### PROVIDED DATA:
***

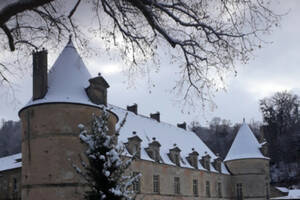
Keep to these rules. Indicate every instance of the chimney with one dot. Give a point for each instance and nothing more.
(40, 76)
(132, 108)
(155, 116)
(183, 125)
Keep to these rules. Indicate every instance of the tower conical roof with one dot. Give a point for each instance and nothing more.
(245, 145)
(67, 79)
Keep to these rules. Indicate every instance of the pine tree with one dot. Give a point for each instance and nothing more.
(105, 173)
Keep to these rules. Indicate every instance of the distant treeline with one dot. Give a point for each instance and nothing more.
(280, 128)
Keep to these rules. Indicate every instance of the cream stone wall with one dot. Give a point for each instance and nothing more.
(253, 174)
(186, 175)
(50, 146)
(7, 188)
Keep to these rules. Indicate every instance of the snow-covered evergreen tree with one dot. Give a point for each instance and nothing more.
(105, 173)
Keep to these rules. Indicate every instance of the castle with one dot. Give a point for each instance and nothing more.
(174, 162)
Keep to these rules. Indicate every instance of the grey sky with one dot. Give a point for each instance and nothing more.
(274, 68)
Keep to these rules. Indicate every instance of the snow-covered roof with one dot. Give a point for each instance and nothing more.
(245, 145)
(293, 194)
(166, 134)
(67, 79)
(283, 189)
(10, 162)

***

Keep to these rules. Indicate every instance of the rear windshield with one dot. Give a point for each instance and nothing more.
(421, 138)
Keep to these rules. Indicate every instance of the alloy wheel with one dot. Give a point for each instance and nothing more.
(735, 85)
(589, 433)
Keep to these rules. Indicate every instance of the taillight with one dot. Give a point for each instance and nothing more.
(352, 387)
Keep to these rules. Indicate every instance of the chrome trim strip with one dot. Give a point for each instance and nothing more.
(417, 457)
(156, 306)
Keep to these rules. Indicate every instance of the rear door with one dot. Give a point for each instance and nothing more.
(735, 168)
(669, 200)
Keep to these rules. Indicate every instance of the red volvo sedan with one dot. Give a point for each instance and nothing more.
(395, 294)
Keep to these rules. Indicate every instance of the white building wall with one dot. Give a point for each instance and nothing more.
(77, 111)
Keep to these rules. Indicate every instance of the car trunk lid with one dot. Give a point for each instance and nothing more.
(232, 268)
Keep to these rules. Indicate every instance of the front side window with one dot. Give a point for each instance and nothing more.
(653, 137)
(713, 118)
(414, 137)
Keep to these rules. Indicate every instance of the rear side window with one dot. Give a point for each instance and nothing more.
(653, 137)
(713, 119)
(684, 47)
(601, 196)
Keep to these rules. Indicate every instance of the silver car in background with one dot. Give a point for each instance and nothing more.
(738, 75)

***

### DIRECTIVE:
Gather every line in the entries above that contains the word "covered". Case counts.

### RESPONSE:
Keep to these rules. Indicate every instance of the snow-covered evergreen tree with one dot. Give a point for each instance and nothing more.
Keep to these rules. Indicate every instance of the snow-covered roof with one dot. Give a point for each instance and nothing more.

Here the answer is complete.